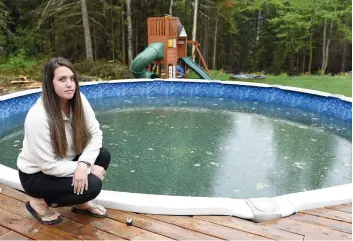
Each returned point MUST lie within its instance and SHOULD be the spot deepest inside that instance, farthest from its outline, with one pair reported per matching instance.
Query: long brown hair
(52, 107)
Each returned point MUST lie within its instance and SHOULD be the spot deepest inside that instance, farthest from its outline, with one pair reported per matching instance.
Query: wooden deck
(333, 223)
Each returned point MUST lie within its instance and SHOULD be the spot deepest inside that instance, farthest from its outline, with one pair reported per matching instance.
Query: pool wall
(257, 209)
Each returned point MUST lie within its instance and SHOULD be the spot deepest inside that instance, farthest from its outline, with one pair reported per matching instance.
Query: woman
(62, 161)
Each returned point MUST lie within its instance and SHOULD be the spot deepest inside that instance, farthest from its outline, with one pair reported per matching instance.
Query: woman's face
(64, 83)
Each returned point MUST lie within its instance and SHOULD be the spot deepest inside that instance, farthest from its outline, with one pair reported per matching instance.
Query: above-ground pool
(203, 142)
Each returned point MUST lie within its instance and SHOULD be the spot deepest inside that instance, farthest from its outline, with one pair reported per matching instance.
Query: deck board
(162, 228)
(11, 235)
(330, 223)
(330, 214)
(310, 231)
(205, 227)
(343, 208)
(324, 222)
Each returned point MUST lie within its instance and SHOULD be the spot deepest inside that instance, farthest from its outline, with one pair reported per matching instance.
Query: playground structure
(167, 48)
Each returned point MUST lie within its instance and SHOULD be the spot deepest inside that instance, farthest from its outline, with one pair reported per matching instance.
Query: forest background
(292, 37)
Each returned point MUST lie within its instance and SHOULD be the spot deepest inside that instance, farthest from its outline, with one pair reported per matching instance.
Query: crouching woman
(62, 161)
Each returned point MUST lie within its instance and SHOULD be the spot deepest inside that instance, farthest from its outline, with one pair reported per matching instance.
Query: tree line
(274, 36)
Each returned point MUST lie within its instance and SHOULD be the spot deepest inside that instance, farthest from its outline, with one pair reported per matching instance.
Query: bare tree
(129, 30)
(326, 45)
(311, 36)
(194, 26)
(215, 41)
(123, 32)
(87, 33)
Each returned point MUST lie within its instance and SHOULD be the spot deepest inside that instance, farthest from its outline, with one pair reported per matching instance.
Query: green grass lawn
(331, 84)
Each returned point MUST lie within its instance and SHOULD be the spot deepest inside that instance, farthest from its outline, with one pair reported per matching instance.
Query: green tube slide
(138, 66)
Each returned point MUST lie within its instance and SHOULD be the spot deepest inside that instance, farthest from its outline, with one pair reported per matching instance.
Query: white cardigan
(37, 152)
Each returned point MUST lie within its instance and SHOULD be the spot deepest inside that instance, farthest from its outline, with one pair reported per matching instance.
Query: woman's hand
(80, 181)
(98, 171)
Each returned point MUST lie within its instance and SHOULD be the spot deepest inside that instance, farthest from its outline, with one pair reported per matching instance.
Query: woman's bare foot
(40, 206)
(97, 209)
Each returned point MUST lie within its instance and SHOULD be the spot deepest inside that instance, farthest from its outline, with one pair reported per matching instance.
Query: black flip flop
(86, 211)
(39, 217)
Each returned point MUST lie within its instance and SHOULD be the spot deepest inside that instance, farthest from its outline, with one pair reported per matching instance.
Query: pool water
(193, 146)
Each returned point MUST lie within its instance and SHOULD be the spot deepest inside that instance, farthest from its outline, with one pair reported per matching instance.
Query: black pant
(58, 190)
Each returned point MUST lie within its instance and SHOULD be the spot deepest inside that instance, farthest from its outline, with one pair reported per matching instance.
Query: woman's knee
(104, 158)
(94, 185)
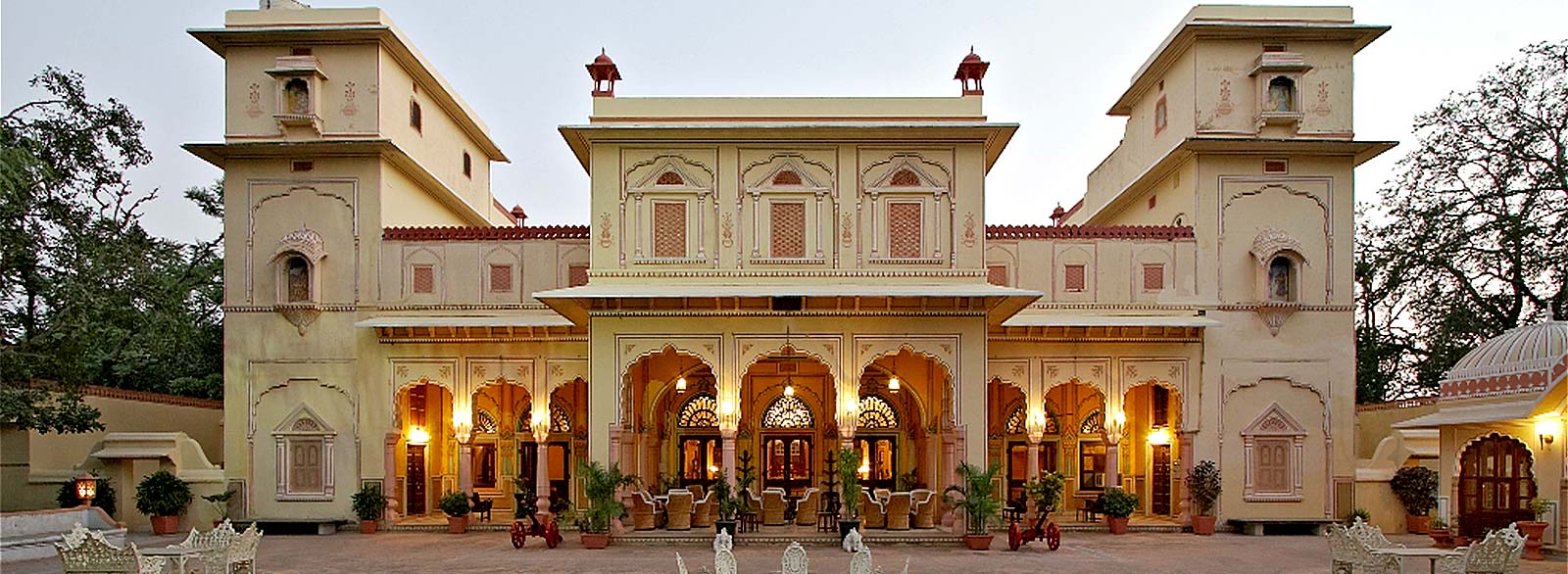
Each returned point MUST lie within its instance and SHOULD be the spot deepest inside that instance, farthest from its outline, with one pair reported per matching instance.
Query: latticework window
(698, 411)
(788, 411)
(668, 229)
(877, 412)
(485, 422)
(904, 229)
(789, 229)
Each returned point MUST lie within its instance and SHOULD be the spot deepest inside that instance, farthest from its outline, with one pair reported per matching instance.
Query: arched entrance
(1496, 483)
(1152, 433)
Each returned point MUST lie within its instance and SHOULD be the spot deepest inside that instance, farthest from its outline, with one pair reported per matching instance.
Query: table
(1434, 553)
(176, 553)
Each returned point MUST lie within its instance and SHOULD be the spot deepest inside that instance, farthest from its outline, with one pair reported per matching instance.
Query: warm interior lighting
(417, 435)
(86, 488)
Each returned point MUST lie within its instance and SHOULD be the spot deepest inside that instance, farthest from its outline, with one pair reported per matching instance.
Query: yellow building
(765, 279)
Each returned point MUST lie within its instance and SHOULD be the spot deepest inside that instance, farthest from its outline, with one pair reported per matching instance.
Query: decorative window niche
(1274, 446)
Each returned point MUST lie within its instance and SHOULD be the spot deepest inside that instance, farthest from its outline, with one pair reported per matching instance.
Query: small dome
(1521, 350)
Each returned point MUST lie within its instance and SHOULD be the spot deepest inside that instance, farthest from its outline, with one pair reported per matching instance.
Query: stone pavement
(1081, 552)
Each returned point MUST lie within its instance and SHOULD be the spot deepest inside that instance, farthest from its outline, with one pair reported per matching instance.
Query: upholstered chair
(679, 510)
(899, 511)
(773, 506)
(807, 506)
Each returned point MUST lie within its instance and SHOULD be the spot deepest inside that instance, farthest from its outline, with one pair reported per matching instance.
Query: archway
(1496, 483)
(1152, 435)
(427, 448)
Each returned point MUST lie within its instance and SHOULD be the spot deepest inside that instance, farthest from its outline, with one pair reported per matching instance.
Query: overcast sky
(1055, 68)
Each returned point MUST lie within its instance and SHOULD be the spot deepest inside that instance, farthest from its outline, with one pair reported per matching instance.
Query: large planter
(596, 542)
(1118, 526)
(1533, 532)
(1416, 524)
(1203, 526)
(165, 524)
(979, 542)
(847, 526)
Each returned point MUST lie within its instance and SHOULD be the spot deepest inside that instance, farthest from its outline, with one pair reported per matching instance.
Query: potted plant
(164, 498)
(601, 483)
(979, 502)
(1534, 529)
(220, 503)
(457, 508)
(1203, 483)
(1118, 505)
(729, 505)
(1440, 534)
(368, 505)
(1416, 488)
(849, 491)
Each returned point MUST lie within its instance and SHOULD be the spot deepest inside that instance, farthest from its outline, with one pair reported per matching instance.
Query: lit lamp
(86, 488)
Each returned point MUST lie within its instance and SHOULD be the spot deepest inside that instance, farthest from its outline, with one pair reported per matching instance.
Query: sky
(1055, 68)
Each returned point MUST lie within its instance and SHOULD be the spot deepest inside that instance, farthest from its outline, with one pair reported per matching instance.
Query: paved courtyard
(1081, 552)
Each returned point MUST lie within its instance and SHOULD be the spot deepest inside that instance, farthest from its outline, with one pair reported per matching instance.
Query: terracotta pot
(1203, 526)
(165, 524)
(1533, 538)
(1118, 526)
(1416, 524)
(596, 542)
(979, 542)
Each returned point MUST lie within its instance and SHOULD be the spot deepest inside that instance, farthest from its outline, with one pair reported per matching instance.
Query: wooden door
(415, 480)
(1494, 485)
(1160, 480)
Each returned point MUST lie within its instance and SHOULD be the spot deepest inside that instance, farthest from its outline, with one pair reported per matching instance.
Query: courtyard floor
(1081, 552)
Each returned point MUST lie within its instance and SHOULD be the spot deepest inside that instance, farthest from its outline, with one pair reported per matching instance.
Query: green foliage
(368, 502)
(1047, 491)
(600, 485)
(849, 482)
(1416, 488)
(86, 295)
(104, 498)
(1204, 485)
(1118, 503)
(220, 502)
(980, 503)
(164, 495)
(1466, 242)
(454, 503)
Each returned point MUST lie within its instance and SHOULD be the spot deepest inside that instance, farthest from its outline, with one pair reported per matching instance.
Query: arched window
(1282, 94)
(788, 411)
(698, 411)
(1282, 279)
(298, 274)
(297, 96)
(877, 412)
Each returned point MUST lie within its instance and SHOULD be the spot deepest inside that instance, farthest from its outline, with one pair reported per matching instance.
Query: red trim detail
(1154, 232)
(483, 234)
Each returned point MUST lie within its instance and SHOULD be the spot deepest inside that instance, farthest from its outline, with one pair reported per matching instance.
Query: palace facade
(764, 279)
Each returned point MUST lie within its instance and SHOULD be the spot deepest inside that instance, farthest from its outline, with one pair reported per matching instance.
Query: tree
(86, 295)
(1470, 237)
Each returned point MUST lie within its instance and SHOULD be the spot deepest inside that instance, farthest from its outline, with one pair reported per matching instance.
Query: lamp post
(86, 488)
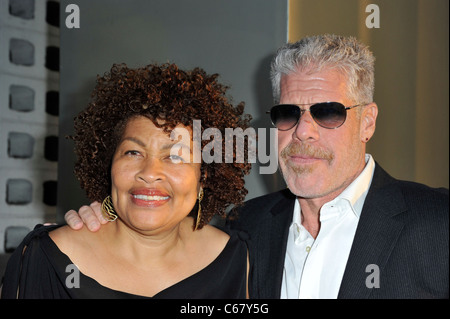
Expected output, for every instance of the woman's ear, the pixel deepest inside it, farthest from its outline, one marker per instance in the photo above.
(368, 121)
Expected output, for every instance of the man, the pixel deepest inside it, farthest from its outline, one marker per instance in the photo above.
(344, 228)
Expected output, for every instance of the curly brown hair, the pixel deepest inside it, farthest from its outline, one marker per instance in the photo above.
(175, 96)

▶ _PROMPT_: Extract every line from the one with "Expected output, for every instance of the woman's" down to the final line above, both included, exactly as written.

▶ _RESPONSE BELOW_:
Expected output, for every instance of the woman's ear, the pixel deepest inside it, farthest from its outline, one marker per instance in the photo above.
(368, 121)
Expected output, for every instance of the man, the pixel deepest inside it, farthest from its outline, one marker per instance in the photo above.
(344, 228)
Expected output, for every instance of the curly brown hair, the pixel deepest inside it, farthest from its outline, one marker per instance in the photo above.
(175, 96)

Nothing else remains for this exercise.